→ **Tasks and exercises**:
(1) According to the dispatch, whom did General Houston elevate to commander of the cavalry?
(2) Quote the dispatch word for word, everything from "The demand for" down to "be waged tomorrow.".

→ **Page extract**:
=== Section Start ===

Contact has been made with the villainous enemy that struck down our brothers at the Alamo and at Goliad. The main body of our army was concealed in the timber along Buffalo bayou so as to deny Santa Anna the knowledge of our true strength. Col. James Neill commanded our two cannons and from a forward position exchanged fire with the lone Mexican cannon of superior caliber. Col. Neill was wounded and the Mexican piece was damaged and one of her artillerymen wounded. Col. Sherman advanced with the cavalry in an attempt to capture the disabled Mexican cannon, but was driven back by Mexican Dragoons. Private Mirabeau Lamar made a valiant defense, which spared the life of our beloved Secretary of War, Thomas Rusk. General Houston honored Lamar by elevating him to commander of the cavalry. Since both Houston and Santa Anna declined to present their full armies to the engagement, the skirmish ended and the Mexican army withdrew to establish its camp.

The demand for vengeance and the small victorious moments today has elevated the spirits of the men. It will be hard to keep them calm tonight as surely a decisive battle will be waged tomorrow.

Respectfully yours, An Observer and aide-de-camp

Meanwhile the Mexican Army: Capt. Barragan brought the news to Santa Anna at 8 a.m. that Houston was in the area. The Mexican army was preparing to march and had torched the warehouse on the wharf & all houses. Santa Anna was surprised at the news about Houston and recklessly rushed to the head of the column, running over troops and pack animals. At 2 p.m. the Mexican Army came in sight of the Texian camp. The Texians were camped in a wooded area with only the two small cannon visible. The initial confrontation began as an artillery duel. Mexican skirmishers tried to engage the Texian troops but were unsuccessful. Realizing that there would not be a battle that day Santa Anna set up camp in what was determined to be an unsuitable location. Col. Delgado was left in charge of the cannon but his pack animals were confiscated to bring up the troops gear. The Texian cavalry attempted to capture the exposed cannon but the Mexican dragoons drove them off. About 5 p.m. the cannonade and the cavalry duel ended and the armies retired for the evening. Filisola and most of the other generals in the field were at Old Fort. Urrea marched from the San Bernard to the home of Mrs. Powell and camped there.

The Interim Government: The government continued its business at Galveston on board the Cayuga.

=== Section End ===

(Saved entries)

=== Section Start ===

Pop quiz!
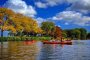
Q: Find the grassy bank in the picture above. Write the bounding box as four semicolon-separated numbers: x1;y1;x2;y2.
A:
0;37;51;41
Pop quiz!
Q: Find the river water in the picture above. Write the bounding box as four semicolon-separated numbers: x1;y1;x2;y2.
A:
0;40;90;60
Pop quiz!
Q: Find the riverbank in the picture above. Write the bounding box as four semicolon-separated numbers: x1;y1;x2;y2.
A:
0;36;51;41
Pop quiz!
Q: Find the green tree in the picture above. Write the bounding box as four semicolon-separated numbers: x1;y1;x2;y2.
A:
41;21;55;35
79;28;87;40
87;32;90;39
71;28;81;39
54;26;62;40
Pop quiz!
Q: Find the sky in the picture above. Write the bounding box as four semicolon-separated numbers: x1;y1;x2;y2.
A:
0;0;90;32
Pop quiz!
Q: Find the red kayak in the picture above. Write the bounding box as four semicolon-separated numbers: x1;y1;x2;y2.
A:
43;41;72;44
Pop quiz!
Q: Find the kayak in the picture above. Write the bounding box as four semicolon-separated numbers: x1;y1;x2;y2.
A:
43;41;72;44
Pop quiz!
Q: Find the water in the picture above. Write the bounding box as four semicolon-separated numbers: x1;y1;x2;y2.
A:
0;40;90;60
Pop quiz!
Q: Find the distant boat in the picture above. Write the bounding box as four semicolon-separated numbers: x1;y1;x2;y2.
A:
43;41;72;44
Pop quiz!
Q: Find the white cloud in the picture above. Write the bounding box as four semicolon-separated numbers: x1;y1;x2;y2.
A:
35;0;64;8
35;17;46;26
4;0;37;17
51;11;90;26
35;2;47;8
35;0;90;13
67;0;90;13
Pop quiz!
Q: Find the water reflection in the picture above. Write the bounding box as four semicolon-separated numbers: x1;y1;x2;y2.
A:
0;40;90;60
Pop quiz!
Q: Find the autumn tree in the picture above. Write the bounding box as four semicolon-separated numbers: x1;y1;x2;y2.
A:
41;21;55;35
54;26;62;39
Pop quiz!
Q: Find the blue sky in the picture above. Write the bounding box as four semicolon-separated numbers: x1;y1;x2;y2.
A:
0;0;90;31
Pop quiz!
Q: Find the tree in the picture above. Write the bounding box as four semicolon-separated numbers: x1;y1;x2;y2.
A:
87;32;90;39
54;26;62;39
71;28;81;39
0;8;40;34
41;21;55;35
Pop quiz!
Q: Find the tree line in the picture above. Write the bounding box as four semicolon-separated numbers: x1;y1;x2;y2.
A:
0;8;90;40
63;28;90;40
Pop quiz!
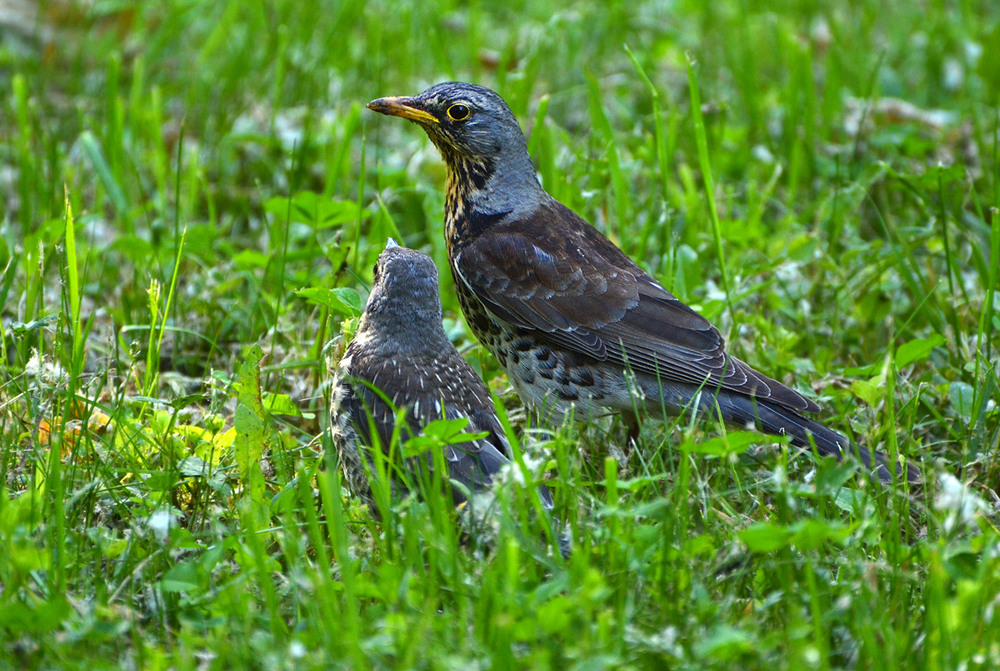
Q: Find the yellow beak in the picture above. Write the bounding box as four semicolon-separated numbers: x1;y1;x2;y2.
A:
368;96;440;123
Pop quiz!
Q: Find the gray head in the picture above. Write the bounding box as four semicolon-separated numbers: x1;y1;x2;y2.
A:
368;82;541;209
368;82;527;161
359;238;447;348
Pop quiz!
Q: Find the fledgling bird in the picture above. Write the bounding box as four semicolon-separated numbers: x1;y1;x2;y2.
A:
331;239;552;524
368;82;920;482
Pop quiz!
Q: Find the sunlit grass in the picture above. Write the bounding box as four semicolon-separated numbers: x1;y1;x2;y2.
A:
0;0;1000;669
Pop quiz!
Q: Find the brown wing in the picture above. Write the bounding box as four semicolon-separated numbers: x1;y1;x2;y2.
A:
455;200;819;412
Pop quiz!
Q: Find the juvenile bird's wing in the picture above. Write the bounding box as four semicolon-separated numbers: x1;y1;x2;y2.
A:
455;200;819;412
341;348;532;503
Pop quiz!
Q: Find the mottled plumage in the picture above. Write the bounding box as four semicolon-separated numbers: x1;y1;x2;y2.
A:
368;82;919;481
332;241;552;507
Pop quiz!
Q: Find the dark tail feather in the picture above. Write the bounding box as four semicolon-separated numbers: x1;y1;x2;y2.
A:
717;394;921;484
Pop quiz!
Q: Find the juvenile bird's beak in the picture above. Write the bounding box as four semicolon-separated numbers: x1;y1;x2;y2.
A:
368;96;440;123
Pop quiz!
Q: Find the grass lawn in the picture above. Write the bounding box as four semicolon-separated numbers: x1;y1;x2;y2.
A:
0;0;1000;671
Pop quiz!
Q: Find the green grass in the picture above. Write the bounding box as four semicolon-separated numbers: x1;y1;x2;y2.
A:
0;0;1000;669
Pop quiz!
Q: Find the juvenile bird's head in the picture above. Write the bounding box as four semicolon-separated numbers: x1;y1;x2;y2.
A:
359;239;447;349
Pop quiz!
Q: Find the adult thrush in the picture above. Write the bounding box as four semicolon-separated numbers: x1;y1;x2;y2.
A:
332;240;552;508
368;82;920;481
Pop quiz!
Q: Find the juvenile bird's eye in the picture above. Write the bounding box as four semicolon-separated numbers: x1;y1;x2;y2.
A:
448;104;472;121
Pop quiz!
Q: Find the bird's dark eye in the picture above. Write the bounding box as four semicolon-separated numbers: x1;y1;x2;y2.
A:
448;104;472;121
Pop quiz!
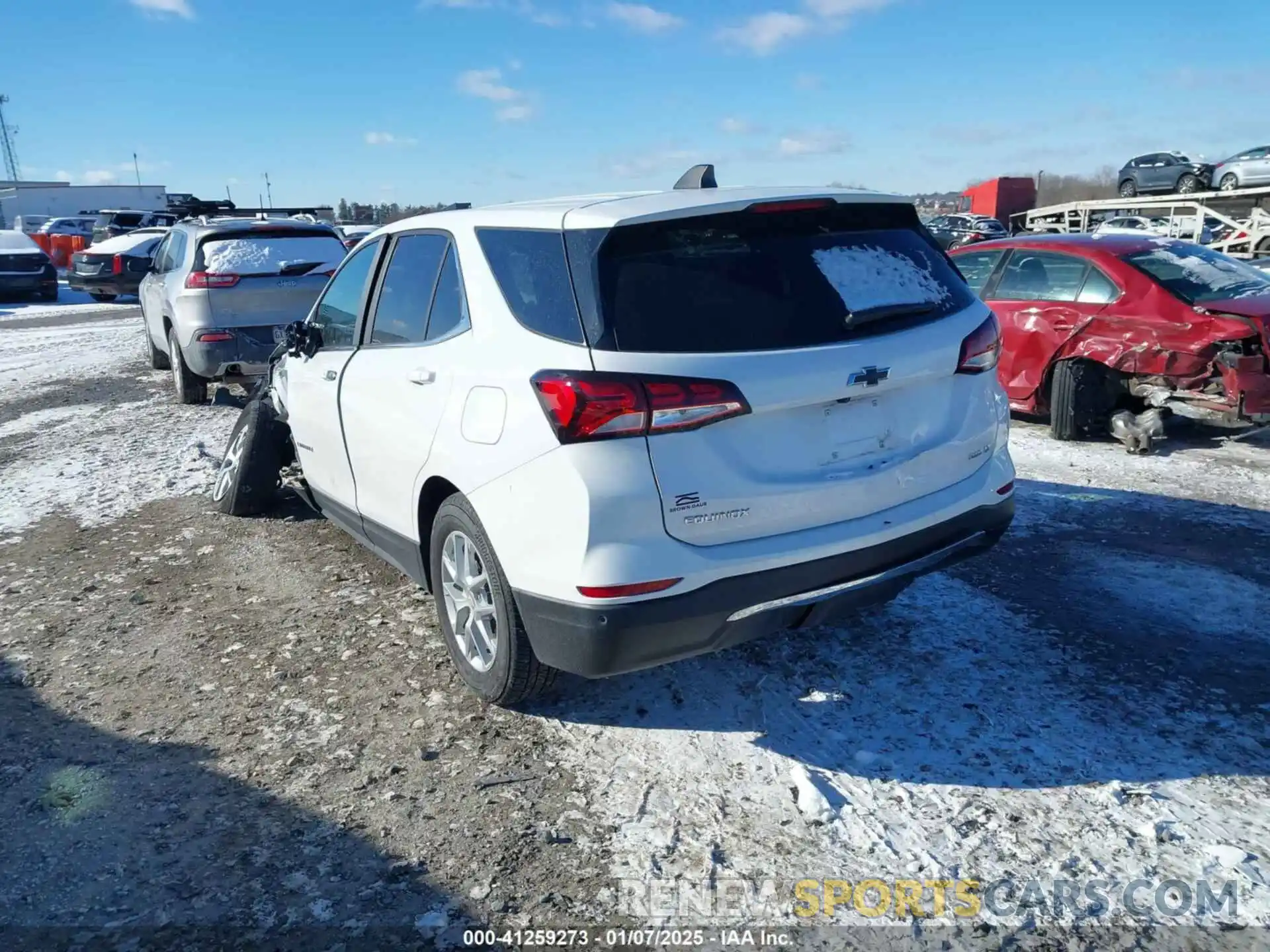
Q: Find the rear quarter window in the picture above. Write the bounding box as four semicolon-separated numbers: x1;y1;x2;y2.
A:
476;229;585;344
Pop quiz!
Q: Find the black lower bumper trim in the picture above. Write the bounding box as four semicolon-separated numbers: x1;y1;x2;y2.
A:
516;496;1015;678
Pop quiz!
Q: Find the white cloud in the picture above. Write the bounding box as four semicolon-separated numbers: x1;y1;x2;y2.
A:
454;69;536;122
609;3;683;33
718;0;898;56
364;132;418;146
419;0;570;26
718;10;813;56
130;0;194;20
494;103;533;122
609;149;700;184
776;131;849;159
802;0;896;20
458;69;522;103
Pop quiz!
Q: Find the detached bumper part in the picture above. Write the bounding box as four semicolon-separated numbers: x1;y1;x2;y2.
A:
515;496;1015;678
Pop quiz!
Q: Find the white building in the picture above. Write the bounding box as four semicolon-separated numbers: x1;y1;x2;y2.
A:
0;180;167;229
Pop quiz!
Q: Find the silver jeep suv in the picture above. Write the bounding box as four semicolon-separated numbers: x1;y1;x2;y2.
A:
138;217;344;404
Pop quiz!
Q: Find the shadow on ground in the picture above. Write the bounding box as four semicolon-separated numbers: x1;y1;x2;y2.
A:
540;481;1270;788
0;660;457;952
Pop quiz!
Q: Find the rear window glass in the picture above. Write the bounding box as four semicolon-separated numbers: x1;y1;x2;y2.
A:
1124;241;1270;305
574;204;974;353
476;229;584;344
197;233;345;276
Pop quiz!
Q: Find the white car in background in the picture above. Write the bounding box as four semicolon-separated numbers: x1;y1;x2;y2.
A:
1093;214;1213;245
214;173;1015;703
40;214;97;240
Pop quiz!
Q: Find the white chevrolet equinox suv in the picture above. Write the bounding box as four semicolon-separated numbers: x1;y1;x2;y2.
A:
214;169;1015;705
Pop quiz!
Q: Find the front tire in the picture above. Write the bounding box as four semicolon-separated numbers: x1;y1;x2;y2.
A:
167;327;207;405
428;494;558;706
212;399;284;516
1049;360;1106;440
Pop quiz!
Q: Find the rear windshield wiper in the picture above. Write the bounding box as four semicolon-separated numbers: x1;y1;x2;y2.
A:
278;262;321;278
847;302;939;326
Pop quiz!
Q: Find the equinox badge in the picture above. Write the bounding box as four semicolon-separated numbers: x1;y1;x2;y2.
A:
847;367;890;387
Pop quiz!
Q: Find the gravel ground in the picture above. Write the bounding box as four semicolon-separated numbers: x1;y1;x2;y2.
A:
0;311;1270;949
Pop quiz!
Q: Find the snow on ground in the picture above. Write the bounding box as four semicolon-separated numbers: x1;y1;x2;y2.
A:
0;317;237;536
1009;421;1270;509
545;424;1270;927
0;280;137;323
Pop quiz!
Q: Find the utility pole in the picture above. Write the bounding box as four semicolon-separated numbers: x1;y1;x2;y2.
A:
0;95;22;182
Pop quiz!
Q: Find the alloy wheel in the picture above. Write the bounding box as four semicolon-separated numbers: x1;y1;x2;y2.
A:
441;531;498;674
212;426;246;502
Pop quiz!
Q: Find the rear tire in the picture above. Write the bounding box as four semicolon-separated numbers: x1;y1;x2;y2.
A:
428;493;558;706
212;400;284;516
1049;360;1106;440
167;327;207;405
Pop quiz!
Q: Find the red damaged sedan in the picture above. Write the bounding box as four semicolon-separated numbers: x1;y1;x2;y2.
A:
951;235;1270;439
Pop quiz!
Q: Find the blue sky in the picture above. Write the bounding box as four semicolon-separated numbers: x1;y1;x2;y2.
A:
0;0;1270;204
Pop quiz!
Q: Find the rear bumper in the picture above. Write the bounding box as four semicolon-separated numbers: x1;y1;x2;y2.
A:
0;272;57;294
516;496;1015;678
181;325;277;379
66;270;145;294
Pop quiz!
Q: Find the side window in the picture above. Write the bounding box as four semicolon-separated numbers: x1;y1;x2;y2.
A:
952;251;1005;294
153;235;171;273
428;245;471;340
476;229;585;344
310;241;380;348
992;250;1086;301
368;235;450;344
1076;266;1120;305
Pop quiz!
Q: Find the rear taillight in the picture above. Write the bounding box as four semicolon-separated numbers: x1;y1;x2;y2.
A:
956;313;1001;373
532;371;749;443
185;272;239;288
578;579;683;598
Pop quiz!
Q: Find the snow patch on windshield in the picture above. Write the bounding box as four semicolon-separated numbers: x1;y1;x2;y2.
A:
812;245;949;311
203;235;344;274
1152;247;1270;298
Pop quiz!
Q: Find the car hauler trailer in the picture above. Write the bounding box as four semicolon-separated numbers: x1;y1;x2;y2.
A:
1013;181;1270;258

=== Section End ===

→ **Task solutions**:
(1) Private Mirabeau Lamar.

(2)
The demand for vengeance and the small victorious moments today has elevated the spirits of the men. It will be hard to keep them calm tonight as surely a decisive battle will be waged tomorrow.